■ Aim of the task ■
Your job is to report every line of the entries that has "each".

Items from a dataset
▬▬▬

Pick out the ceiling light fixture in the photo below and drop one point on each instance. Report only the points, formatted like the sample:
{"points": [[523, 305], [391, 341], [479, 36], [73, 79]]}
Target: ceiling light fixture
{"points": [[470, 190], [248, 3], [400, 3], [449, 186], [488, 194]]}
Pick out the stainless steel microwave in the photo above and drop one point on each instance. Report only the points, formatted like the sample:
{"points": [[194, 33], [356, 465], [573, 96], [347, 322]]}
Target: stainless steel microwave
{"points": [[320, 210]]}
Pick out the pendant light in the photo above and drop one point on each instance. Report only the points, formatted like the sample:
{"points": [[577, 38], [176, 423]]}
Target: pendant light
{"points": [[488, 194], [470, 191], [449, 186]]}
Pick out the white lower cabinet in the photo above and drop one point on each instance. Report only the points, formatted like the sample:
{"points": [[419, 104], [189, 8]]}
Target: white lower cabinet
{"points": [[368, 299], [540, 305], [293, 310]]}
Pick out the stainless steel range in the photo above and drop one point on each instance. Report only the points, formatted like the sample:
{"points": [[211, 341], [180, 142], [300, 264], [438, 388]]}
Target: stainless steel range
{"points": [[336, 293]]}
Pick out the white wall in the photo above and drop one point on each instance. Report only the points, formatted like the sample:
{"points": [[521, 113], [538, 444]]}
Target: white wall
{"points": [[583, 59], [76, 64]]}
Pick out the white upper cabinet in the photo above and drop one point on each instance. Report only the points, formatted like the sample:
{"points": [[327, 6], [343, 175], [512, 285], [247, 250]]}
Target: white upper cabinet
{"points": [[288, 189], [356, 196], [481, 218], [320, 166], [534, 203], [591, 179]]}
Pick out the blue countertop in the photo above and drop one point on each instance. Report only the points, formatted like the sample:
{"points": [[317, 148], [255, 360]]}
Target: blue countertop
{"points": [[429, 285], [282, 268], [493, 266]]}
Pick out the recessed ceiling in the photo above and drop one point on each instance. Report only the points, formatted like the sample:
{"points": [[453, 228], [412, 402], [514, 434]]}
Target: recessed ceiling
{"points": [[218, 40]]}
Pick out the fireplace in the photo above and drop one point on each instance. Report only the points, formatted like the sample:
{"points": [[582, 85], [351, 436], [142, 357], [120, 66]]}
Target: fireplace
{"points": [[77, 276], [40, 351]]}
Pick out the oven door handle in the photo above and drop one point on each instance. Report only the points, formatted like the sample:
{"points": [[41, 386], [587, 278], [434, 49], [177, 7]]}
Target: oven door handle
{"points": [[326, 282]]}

▬▬▬

■ Problem solution ■
Pick out the ceiling light fixture in the photo below and drop one point on each instance. Report only the points, formatted like the sample:
Pick out the stainless steel microwave in the photo above and drop one point on each instance. Report only the points, formatted like the sample:
Pick out the pendant light in the photo above and drop one point on each instance. Report only the points, formatted like the sample:
Pick out the white lower cabinet in the photo above and drop one point on each instance. Report only the points, formatted like the sample:
Pick out the stainless steel range in the photo above and drop one point on each instance. Report only the points, formatted like the sample:
Pick out the white wall in the photo above and drop one point on each instance. Report only the points, formatted like the sample:
Pick out the white upper cabinet in the photo above and drop one point on each instance. Report only the points, formatted like the sample:
Pick out the blue countertop in the photo above and drop one point on each instance. Report only the points, formatted like the sample:
Pick out the recessed ceiling in the photo above and drop one point on each instance. Report only the points, formatted like the sample:
Pick out the fireplace in the photo above and drop one point on each instance. Report only the points, formatted like the sample:
Pick out the oven door handle in the photo above and drop one point on each instance. Report only the points, formatted like the sample:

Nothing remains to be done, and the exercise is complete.